PAGE EXTRACT:
*** Block opens ***

Meteorological history
- Formed: December 13, 2006
- Dissipated: December 15, 2006

Extratropical cyclone
- Highest winds: 74 mph (119 km/h) at Hood Canal Bridge
- Highest gusts: 114 mph (183 km/h) at Mt. Hebo, Oregon
- Lowest pressure: 970 hPa (mbar); 28.64 inHg

Overall effects
- Casualties: 18
- Damage: US$267 million+ in US ($426 million in 2025 dollars) CA$89 million+ in Canada ($134 million in 2025 dollars)
- Areas affected: Washington, Oregon, Idaho, Vancouver Island, and Southern British Columbia
- Power outages: ~1.8 million

= Hanukkah Eve windstorm of 2006 =

Weather event in the Pacific Northwest

The Hanukkah Eve windstorm of 2006 was a powerful Pacific Northwest windstorm in the Pacific Northwest region of the United States and southern British Columbia, Canada between December 13, 2006, and December 15, 2006. The storm produced hurricane-force wind gusts and heavy rainfall, causing hundreds of millions of dollars in damage and leaving over 1.8 million residences and businesses without power. Eighteen people were killed, many of whom died of carbon monoxide poisoning in the days following the storm because of improper use of barbecue cookers and generators indoors. The name of the storm was chosen in a contest run by the National Weather Service (NWS) office in Seattle from about 8,000 entries.

*** Block closes ***

PROBLEMS TO WORK ON:
a - Summarize the article on the Hanukkah Eve windstorm of 2006 in two sentences.
b - Pick up the article on the Hanukkah Eve windstorm of 2006 after its final sentence and continue it.
These lines have nothing to do with the article on the Hanukkah Eve windstorm of 2006.

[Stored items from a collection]
*** Block opens ***

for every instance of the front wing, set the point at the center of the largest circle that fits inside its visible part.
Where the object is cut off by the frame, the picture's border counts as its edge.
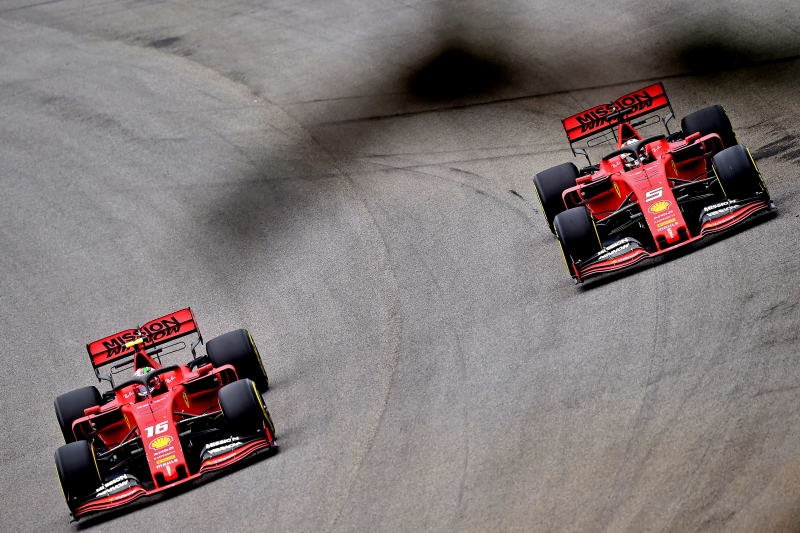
(628, 251)
(215, 456)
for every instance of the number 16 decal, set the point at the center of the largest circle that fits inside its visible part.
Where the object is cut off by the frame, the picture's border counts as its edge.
(649, 196)
(159, 428)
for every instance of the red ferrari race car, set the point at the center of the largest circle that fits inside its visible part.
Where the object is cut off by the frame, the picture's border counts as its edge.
(166, 424)
(650, 194)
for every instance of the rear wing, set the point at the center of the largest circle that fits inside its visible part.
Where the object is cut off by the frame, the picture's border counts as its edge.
(605, 117)
(156, 332)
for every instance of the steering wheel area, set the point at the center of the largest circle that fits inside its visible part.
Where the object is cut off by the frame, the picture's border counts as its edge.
(146, 378)
(632, 149)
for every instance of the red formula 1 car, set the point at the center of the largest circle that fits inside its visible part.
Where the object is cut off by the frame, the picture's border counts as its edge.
(650, 194)
(166, 424)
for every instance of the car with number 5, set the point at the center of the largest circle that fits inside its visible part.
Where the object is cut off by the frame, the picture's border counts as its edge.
(650, 194)
(165, 424)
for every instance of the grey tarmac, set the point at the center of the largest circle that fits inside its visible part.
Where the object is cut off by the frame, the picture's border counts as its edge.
(351, 181)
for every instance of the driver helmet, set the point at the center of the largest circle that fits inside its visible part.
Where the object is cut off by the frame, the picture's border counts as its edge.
(141, 390)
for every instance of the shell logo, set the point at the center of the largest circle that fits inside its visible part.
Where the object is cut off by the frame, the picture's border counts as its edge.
(659, 206)
(160, 442)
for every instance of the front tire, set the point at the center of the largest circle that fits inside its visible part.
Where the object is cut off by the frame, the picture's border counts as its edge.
(577, 235)
(77, 471)
(244, 409)
(712, 119)
(237, 348)
(550, 184)
(738, 174)
(70, 406)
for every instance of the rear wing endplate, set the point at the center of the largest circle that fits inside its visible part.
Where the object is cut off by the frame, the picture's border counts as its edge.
(596, 120)
(156, 332)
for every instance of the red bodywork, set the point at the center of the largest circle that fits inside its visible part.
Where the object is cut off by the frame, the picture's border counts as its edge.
(184, 393)
(649, 183)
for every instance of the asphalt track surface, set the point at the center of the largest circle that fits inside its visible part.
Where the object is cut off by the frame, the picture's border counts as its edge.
(351, 181)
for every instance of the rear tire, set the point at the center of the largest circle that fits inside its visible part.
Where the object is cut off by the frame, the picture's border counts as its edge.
(549, 185)
(712, 119)
(77, 471)
(577, 235)
(237, 348)
(244, 409)
(738, 174)
(70, 406)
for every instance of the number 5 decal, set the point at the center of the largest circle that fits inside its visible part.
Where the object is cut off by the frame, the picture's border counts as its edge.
(159, 428)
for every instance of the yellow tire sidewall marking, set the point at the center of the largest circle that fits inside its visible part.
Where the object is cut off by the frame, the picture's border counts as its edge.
(258, 356)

*** Block closes ***

SOLVED PROBLEMS:
a - The Hanukkah Eve windstorm of 2006 hit the Pacific Northwest of the United States and southern British Columbia, Canada, from December 13 to December 15, 2006. Its hurricane-force gusts and heavy rain caused hundreds of millions of dollars in damage, left over 1.8 million residences and businesses without power and killed eighteen people, many from carbon monoxide poisoning after barbecue cookers and generators were used indoors.

b -
==Impact==

===Washington===
The storm left extensive devastation across Washington, especially tree damage, which knocked down numerous power lines. Fallen trees also led to several road closures, including a section of I-5 near Chehalis. For the first time in its history, the Tacoma Narrows Bridge was closed. Seattle-Tacoma International Airport partially lost power, canceling most flights. Flooding was also reported in low-lying areas from the heavy rain.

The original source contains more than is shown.